The data |

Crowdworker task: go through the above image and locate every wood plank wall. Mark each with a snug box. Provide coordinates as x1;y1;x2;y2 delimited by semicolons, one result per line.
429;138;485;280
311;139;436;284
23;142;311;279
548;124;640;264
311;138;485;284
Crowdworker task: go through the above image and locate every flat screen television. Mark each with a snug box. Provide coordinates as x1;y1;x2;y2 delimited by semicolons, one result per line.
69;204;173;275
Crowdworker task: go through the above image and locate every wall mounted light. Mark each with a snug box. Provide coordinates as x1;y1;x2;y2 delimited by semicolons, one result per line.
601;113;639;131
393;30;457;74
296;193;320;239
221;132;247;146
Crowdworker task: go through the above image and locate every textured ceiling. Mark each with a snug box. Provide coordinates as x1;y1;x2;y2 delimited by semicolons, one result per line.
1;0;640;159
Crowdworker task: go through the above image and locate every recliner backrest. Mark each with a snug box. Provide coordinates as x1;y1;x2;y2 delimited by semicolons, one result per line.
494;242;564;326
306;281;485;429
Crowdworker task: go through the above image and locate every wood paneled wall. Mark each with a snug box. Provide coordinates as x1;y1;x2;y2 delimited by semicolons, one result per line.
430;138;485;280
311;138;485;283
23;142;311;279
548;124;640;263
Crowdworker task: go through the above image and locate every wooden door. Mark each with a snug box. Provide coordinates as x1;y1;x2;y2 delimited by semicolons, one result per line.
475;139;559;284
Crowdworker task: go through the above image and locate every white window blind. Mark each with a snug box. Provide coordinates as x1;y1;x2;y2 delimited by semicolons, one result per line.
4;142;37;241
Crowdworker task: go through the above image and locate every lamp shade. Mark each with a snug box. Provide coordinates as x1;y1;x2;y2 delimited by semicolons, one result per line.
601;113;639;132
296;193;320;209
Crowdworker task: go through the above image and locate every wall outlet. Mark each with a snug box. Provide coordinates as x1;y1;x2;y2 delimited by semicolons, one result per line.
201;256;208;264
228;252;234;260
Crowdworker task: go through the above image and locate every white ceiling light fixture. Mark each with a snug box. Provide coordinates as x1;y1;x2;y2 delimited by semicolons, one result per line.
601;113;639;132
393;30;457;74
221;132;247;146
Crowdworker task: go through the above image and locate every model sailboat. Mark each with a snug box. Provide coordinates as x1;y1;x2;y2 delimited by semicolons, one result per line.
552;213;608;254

Aim of the exercise | None of the records may be omitted; each is to be printed exactly.

Result |
Crowdworker task: go through the above image and locate every wood plank wall. Mark each with a snug box. Provide coordinates as x1;y1;x2;y2 delimited by semicolons, one result per line.
429;138;485;280
311;139;436;284
23;142;311;279
548;124;640;264
311;138;485;284
Crowdworker task: go through the above image and locate every flat screen television. Mark each with a snug box. Provide coordinates as x1;y1;x2;y2 delimited by semicolons, one result per line.
69;204;173;275
Crowdworker task: go through the above image and locate every wall mounted light. Mark each with a snug box. Provide coordinates as x1;y1;x2;y2 delimited by semicolons, one result per line.
601;113;639;131
393;30;457;74
296;193;320;239
221;132;247;146
Crowdworker task: go through the above image and locate every textured ceiling. Mark each with a snug box. Provide coordinates as x1;y1;x2;y2 delimited by semicolons, one result per line.
1;0;640;159
Crowdworker task: go through the above image and locate every recliner backrest. Mark each with a snug box. Provide coordinates as x1;y1;x2;y2 delimited by semicolons, one result per line.
494;242;564;326
306;281;485;429
Crowdworker task: go through the above image and locate every wood paneled wall. Mark each with a snug box. Provide coordinates as x1;y1;x2;y2 delimited by semicolons, one result per line.
430;138;485;280
311;138;485;283
23;142;311;279
548;124;640;263
Crowdworker task: go through the above image and locate every wooden door. Mark each with a snug box. Provide coordinates as x1;y1;x2;y2 delimited by semicolons, one result per line.
475;139;559;284
Crowdworker task: go through the above image and locate every white window blind. Mark each with a snug box. Provide coordinates as x1;y1;x2;y2 delimited by semicolons, one result per line.
4;142;37;241
Crowdworker task: go through the above image and locate every lamp shade. Mark each with a snug box. Provide coordinates as x1;y1;x2;y2 delimited by semicolons, one result per line.
601;113;639;132
296;193;320;209
Crowdworker task: go through the above image and locate every wall outlet. Mark each with a snug box. Provide coordinates as x1;y1;x2;y2 delimited by semicolons, one result per line.
201;256;208;264
228;252;234;260
Crowdworker task: go through the above image and locate every white ceiling light fixture. Mark each with a snug box. Provide coordinates as x1;y1;x2;y2 delimited by semicolons, one result per line.
601;113;639;132
393;30;457;74
221;132;247;146
Crowdworker task: go through the above image and locate every model sailboat. Mark each with a snug box. Provide coordinates as x1;y1;x2;y2 delimited by semicolons, one result per line.
552;213;608;254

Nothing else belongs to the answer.